== Extract to read
Robert J. O’Hara, Member of the Firm in the Employment, Labor & Workforce Management practice, in the firm’s New York office, was quoted in Law360, in “5 Questions After High Court Smacks Down Vax-or-Test Rule,” by Vin Gurrieri. (Read the full version – subscription required.)

Following is an excerpt:

The U.S. Supreme Court effectively killed the Occupational Safety and Health Administration's COVID-19 vaccine-or-testing rule, muddying the waters for how the agency and employers should respond to a pandemic that's entering its third year.

In one of two related opinions Thursday, the high court majority blocked enforcement of the controversial emergency temporary standard issued by OSHA in November that required businesses with at least 100 workers to mandate weekly testing and masking for workers or opt for a vaccination requirement. 

The ETS, the justices said, was effectively a public health measure that went beyond OSHA's authority to regulate occupational hazards. …

What Can OSHA Do If the ETS Is Dead for Good?

While the Supreme Court's decision delved deeply into OSHA's authority to issue the ETS and the scope of the rule, the decision was ostensibly limited to whether the ETS should remain in effect while legal challenges to it play out. …

Another arrow in the agency's quiver is its so-called National Emphasis Program for COVID-19 — an enforcement protocol that focuses the agency's enforcement resources on specific workplace hazards or especially risky industries companies and industries where the largest number of workers face serious virus-related risks or face retaliation for complaining about unsafe conditions. The agency implemented the program last year.
====
== Input data
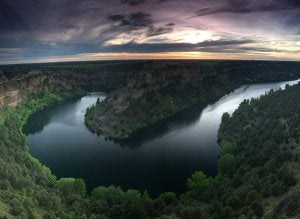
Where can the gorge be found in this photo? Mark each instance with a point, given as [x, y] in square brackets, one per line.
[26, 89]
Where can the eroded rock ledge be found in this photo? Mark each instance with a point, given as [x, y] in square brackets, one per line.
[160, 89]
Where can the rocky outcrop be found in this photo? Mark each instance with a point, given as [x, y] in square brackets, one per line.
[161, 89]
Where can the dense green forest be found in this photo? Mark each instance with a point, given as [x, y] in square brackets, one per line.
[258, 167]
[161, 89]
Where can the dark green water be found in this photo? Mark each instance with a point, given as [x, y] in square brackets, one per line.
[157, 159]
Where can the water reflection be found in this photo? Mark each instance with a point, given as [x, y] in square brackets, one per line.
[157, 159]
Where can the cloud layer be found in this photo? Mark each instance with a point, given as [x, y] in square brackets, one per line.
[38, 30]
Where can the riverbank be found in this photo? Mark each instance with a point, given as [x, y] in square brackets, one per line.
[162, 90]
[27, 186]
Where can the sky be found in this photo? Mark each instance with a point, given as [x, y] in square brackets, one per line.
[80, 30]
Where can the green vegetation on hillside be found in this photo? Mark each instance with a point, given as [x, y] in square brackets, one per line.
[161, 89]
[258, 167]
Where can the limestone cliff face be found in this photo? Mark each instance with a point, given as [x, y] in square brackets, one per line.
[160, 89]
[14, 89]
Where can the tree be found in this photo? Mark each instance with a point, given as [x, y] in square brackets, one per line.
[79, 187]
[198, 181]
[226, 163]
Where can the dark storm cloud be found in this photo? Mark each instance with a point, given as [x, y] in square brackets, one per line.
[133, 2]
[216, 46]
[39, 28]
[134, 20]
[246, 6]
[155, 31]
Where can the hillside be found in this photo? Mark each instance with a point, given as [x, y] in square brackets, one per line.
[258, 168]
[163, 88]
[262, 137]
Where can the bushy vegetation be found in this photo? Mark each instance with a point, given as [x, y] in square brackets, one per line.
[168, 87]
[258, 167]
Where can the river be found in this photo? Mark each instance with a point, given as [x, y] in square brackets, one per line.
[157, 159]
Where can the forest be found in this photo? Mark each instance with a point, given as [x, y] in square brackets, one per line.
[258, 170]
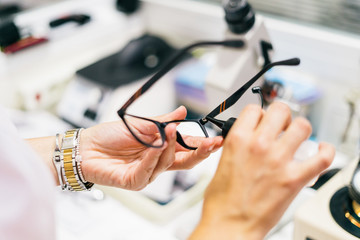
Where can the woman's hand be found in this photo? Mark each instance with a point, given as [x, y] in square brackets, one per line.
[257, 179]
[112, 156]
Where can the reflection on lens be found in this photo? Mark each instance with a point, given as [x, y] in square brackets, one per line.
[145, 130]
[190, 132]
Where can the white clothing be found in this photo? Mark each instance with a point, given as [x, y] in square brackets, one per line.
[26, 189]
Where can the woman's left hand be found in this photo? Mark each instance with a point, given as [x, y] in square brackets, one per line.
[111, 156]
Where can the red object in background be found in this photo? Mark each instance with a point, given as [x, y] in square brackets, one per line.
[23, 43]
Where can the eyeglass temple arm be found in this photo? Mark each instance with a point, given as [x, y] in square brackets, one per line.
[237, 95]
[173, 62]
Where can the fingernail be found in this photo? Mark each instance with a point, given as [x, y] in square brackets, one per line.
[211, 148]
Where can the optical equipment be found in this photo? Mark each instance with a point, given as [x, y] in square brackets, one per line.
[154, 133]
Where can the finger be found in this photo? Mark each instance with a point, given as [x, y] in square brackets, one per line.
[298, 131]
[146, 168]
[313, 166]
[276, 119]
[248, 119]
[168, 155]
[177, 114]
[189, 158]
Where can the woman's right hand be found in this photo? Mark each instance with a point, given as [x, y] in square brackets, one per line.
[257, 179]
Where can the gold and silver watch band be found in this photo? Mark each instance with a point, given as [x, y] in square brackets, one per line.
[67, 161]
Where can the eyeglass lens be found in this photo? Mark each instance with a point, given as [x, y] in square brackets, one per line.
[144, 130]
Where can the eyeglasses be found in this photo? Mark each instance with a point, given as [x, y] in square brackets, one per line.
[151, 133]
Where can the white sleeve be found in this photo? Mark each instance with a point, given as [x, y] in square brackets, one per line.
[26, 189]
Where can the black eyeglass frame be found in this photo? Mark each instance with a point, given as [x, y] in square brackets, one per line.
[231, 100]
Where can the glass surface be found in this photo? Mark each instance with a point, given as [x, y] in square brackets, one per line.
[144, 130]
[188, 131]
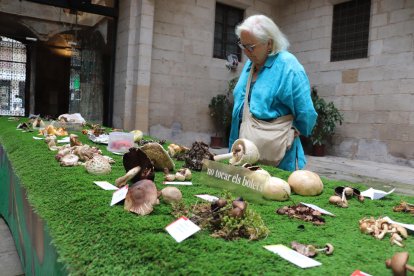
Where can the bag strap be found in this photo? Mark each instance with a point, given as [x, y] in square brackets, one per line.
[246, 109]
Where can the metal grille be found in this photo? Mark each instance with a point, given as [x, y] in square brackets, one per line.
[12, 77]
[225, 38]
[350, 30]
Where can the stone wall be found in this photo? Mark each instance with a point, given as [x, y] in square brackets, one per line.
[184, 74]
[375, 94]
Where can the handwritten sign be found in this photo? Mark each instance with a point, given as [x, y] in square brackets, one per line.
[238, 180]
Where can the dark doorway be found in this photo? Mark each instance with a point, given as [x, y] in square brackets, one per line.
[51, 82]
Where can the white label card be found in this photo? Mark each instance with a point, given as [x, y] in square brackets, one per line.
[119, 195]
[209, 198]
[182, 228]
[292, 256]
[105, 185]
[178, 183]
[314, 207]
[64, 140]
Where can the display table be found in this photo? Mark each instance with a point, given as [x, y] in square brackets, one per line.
====
Directions =>
A: Translate this sentence from the OSHA ruling excerpt into Spanish: "The U.S. Supreme Court effectively killed the Occupational Safety and Health Administration's COVID-19 vaccine-or-testing rule, muddying the waters for how the agency and employers should respond to a pandemic that's entering its third year."
B: From the OSHA ruling excerpt, duplicate without any change the part that opens with the words containing "Following is an" and closes with "a vaccination requirement.".
C: Does the OSHA ruling excerpt agree with each statement? Answer yes or no, quoting the deciding words. (i) The standard covered businesses with at least 100 workers. (ii) OSHA issued the standard in December. (iii) The National Emphasis Program was put in place this year.
The data above plays no part in this exercise.

Response list =>
A: La Corte Suprema de EE. UU. eliminó de hecho la norma de vacunación o pruebas contra la COVID-19 de la Administración de Seguridad y Salud Ocupacional, enturbiando las aguas sobre cómo la agencia y los empleadores deberían responder a una pandemia que está entrando en su tercer año.

B:
Following is an excerpt:

The U.S. Supreme Court effectively killed the Occupational Safety and Health Administration's COVID-19 vaccine-or-testing rule, muddying the waters for how the agency and employers should respond to a pandemic that's entering its third year.

In one of two related opinions Thursday, the high court majority blocked enforcement of the controversial emergency temporary standard issued by OSHA in November that required businesses with at least 100 workers to mandate weekly testing and masking for workers or opt for a vaccination requirement.

C:
(i) Yes: "required businesses with at least 100 workers to mandate weekly testing and masking for workers or opt for a vaccination requirement."
(ii) No: "issued by OSHA in November."
(iii) No: "The agency implemented the program last year."